=== DIRECTIVE ===
Can you quote the records below in full, word for word?

=== INPUT ROWS ===
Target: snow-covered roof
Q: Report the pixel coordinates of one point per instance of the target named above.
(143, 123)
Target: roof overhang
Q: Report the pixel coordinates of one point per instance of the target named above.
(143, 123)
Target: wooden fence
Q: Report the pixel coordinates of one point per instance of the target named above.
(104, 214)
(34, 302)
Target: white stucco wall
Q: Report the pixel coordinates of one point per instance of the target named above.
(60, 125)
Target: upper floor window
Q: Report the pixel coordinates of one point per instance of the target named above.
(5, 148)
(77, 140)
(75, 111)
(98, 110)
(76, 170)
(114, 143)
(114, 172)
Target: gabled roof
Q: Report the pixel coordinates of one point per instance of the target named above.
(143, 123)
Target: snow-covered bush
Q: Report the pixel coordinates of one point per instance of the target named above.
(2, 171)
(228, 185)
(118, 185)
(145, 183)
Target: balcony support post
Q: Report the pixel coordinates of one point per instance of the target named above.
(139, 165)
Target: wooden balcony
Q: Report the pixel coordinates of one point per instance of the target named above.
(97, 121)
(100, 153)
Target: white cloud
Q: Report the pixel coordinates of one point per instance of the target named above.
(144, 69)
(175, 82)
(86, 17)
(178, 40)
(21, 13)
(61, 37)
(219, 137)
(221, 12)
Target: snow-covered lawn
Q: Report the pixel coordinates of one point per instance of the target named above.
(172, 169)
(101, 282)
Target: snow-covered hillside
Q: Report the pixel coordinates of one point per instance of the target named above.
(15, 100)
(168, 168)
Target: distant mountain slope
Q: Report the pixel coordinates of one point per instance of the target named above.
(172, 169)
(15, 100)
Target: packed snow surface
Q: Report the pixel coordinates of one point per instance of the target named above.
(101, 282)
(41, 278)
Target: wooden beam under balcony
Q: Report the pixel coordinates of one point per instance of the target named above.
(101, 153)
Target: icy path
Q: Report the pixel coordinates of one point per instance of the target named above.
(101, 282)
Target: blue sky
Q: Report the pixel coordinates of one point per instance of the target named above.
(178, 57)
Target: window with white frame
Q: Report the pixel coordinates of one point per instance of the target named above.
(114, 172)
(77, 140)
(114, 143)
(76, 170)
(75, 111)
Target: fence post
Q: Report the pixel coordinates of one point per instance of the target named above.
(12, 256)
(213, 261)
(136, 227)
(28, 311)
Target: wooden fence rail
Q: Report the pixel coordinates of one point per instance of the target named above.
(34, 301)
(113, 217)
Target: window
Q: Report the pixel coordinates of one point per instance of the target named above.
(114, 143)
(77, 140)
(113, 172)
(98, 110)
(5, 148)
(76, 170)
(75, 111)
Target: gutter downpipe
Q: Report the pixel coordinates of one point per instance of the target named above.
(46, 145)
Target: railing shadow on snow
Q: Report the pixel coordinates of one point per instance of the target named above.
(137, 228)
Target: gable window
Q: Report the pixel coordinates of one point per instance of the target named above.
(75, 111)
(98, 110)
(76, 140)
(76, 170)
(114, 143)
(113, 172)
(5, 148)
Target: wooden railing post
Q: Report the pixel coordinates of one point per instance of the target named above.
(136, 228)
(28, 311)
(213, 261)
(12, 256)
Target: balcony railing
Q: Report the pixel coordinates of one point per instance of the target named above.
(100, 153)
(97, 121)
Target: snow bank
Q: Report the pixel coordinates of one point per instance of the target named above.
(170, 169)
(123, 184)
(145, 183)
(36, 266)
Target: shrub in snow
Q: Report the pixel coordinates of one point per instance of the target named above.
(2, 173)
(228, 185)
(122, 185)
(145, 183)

=== PROBLEM SOLUTION ===
Target: snow-covered roof
Q: Report the pixel coordinates of one point per instance of the target named above.
(143, 123)
Target: roof overhang
Q: Report the pixel coordinates of one point per instance of the target named above.
(143, 123)
Target: wooden fence
Q: Report the pixel coordinates of one point per instance of the target named above.
(104, 214)
(34, 302)
Target: white stucco wall
Q: Report the pixel coordinates of one point per instance of the target named above.
(60, 125)
Target: upper floor window
Q: Report the pixel coordinates of one point per instance of the target named above.
(5, 148)
(77, 140)
(75, 111)
(98, 110)
(76, 170)
(114, 143)
(114, 172)
Target: gabled roof
Q: Report the pixel coordinates of one point per instance of the target named above.
(143, 123)
Target: snow-covered bush
Q: Report the pixel coordinates of one point per instance of the target named above.
(2, 171)
(228, 185)
(118, 185)
(145, 183)
Target: balcony support post
Q: Report the pixel coordinates of one point per instance of the target named above.
(139, 165)
Target: wooden balcony
Q: Report the pixel coordinates of one point per instance of the target named above.
(97, 121)
(100, 153)
Target: white cloud
Q: Report the pixel coordinates of one point per instance of the target named above.
(144, 69)
(175, 82)
(86, 17)
(178, 40)
(21, 13)
(61, 37)
(219, 137)
(221, 12)
Target: snow-covered lawn
Q: Report the pixel coordinates of one point per instance of the target named above.
(172, 169)
(101, 282)
Target: snow-covered hillside
Q: Report the pixel coordinates of one point per instance of the target named above.
(15, 100)
(168, 168)
Target: distant mountain slope
Q: Report the pixel coordinates of one point per instance of the target named above.
(172, 169)
(15, 100)
Target: packed snow surface
Q: Report the pixel coordinates of one point per instance of the target named above.
(101, 282)
(41, 278)
Target: wooden beam under balcony
Q: Report the pixel coordinates of one point per instance of the target named above.
(101, 153)
Target: icy path
Q: Report the pixel coordinates of one point per instance of the target named above.
(101, 282)
Target: blue sky
Q: Report the pixel coordinates of one point per instance of the target named above.
(178, 57)
Target: window with white frame
Q: Report the pixel coordinates of one point per instance of the target named above.
(114, 172)
(77, 140)
(114, 143)
(76, 170)
(75, 111)
Target: fence post
Q: Report the pixel coordinates of one point per instance of the target named above.
(12, 256)
(213, 261)
(136, 227)
(28, 311)
Target: wooden fence rail
Q: Report the pixel coordinates of one point per instance of the target named above.
(34, 301)
(113, 217)
Target: window
Q: Report the pixel coordinates of one point per instance of the target named above.
(114, 143)
(77, 140)
(113, 172)
(98, 110)
(5, 148)
(76, 170)
(75, 111)
Target: gutter downpipe
Q: Report the pixel coordinates of one point per instance of the target named above.
(46, 145)
Target: railing shadow on snow
Q: Report the pixel coordinates of one point per instance of the target named above.
(137, 228)
Target: gable window
Q: Report the pixel coordinates of one point per instance of the target named above.
(75, 111)
(98, 110)
(76, 140)
(76, 170)
(114, 143)
(113, 172)
(5, 148)
Target: wooden railing post
Q: Report the pixel coordinates of one point per instance of the target named above.
(136, 228)
(28, 311)
(213, 261)
(12, 256)
Target: balcony railing
Q: Report the pixel coordinates of one point per instance of the target named above.
(100, 153)
(97, 121)
Target: snow bank
Q: Report the pixel coordinates of one point per instance of the target named above.
(170, 169)
(123, 184)
(145, 183)
(36, 266)
Target: shrub in snow
Q: Report the pixel coordinates of one point per instance of the target named above.
(2, 173)
(228, 185)
(122, 185)
(145, 183)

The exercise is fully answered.